Directions →
Scan the records for lines with the string "below". Say how many there are, and add nothing.

Records drawn from a dataset
- Opening Delimiter -
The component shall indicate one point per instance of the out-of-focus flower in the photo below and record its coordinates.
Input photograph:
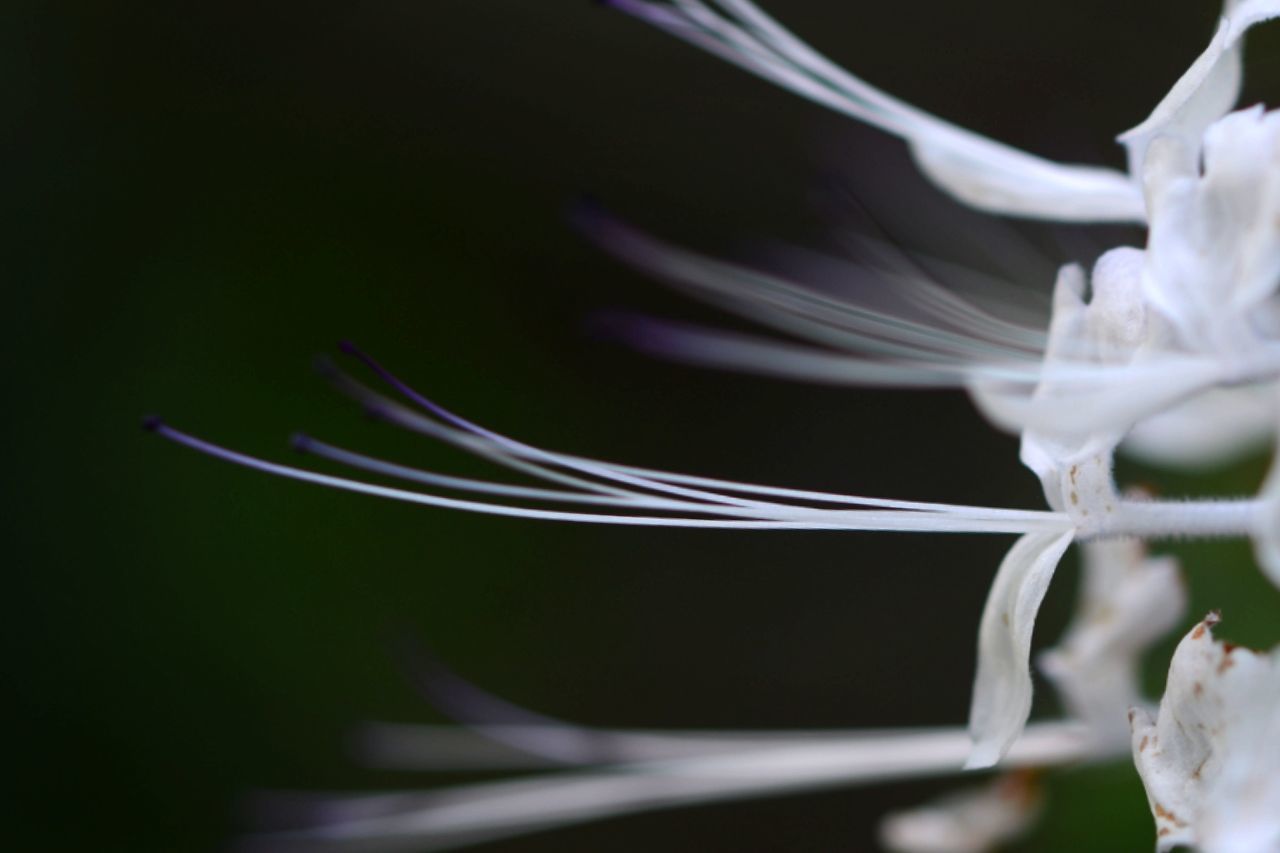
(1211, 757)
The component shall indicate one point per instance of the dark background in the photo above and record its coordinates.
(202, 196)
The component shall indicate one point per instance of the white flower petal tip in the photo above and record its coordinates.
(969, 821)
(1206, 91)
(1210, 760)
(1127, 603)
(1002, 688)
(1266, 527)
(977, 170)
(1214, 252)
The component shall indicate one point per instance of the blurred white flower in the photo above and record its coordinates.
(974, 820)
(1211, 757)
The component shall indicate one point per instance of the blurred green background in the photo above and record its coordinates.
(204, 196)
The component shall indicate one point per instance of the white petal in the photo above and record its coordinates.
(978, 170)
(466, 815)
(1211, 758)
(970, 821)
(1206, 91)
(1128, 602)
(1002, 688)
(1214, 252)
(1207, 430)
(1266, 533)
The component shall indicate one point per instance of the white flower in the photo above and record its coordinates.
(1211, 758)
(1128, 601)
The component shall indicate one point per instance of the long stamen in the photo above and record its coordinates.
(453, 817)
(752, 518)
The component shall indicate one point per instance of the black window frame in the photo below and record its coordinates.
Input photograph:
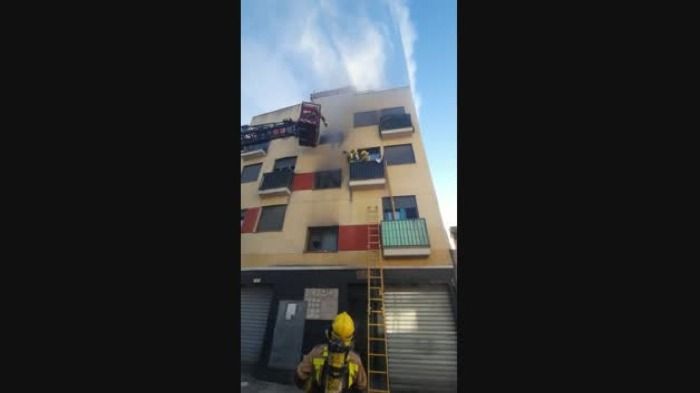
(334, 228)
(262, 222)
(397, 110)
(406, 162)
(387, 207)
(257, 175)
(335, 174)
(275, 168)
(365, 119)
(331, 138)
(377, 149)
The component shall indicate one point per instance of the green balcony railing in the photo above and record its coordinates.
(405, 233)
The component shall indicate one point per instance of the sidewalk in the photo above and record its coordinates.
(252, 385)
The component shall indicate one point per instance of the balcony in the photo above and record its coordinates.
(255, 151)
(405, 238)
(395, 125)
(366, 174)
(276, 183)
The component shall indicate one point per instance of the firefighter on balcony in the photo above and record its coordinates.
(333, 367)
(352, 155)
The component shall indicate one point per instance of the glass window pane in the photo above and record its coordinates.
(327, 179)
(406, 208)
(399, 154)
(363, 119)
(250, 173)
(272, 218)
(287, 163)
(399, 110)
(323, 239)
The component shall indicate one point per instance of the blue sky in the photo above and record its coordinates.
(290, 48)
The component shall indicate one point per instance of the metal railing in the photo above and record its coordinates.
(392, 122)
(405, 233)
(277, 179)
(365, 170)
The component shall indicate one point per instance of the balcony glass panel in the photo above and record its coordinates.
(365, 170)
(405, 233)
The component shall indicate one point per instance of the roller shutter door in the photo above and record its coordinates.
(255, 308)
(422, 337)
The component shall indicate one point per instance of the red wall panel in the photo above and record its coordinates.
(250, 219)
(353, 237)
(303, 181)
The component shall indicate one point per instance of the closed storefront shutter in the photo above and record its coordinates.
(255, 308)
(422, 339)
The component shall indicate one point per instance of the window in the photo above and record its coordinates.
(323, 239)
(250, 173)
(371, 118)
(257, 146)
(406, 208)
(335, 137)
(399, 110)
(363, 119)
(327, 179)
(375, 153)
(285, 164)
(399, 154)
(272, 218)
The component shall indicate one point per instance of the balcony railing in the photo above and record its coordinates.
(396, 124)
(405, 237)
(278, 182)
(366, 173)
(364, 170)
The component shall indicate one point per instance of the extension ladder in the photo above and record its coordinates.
- Closing Delimiter -
Exercise solution →
2